Task goal:
Filter the items below and copy out each line that contains the word "white".

(Data listing)
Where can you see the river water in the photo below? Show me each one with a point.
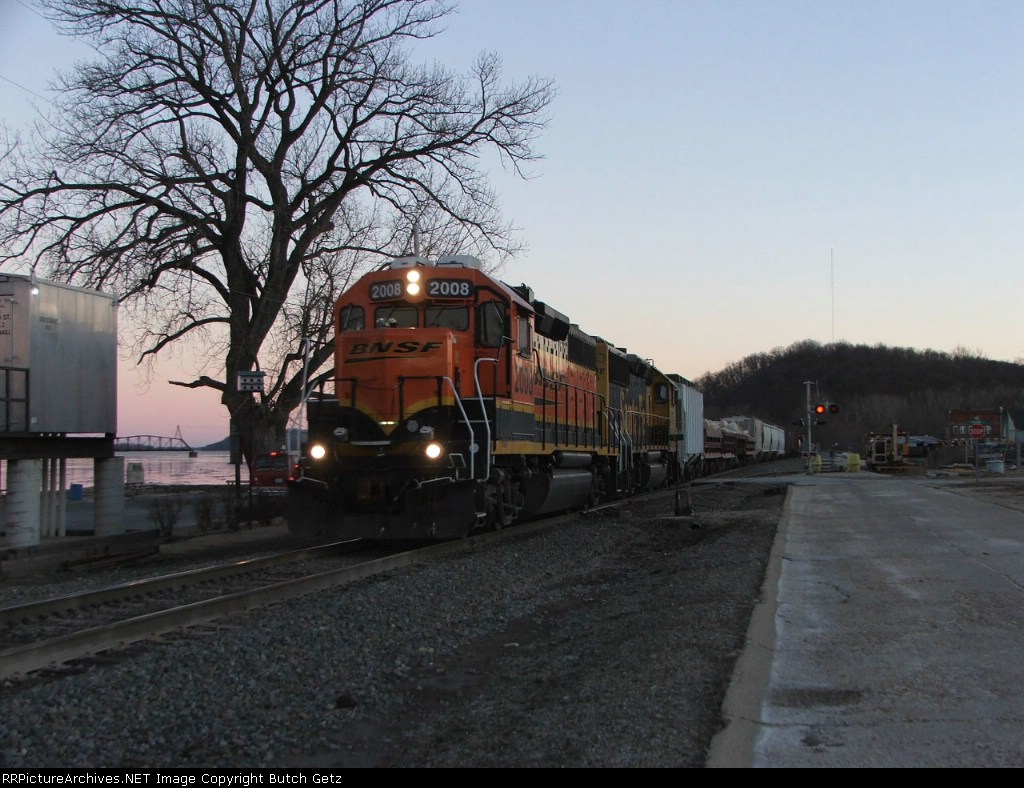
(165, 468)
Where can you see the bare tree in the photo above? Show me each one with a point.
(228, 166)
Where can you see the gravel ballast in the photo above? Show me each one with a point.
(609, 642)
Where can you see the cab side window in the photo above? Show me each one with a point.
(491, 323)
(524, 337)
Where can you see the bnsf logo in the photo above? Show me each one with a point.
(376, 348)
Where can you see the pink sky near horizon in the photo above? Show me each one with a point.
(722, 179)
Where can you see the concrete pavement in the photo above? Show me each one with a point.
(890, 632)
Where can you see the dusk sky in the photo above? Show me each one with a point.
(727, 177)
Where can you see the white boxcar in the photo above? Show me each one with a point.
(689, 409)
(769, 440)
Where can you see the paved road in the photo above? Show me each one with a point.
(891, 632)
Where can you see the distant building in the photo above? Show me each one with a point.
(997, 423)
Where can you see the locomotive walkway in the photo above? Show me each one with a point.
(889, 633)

--

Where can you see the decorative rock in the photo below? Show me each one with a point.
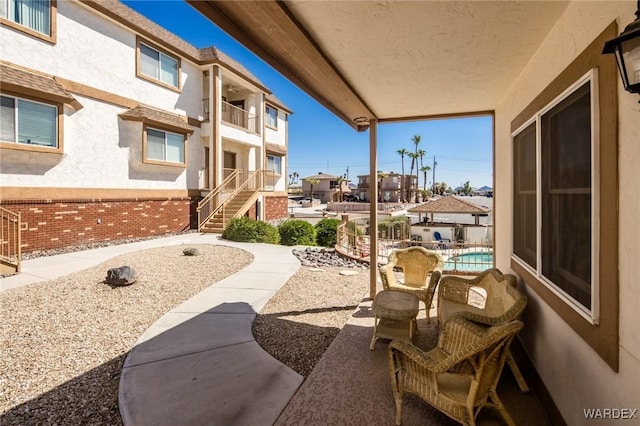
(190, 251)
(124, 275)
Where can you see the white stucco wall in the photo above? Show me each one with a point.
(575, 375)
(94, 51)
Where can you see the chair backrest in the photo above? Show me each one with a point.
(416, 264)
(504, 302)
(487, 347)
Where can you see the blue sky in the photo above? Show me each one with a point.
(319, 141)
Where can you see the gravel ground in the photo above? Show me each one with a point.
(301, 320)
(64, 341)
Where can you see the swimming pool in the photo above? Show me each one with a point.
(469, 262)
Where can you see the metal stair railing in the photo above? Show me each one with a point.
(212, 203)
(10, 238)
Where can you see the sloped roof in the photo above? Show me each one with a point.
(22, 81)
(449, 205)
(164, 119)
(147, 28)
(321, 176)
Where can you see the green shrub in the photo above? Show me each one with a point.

Response to the exercise:
Where can you see the white boxcar in the photo above? Show me each one with a point.
Where can you see the white stucco wall in the photo above? Show me each one with a point.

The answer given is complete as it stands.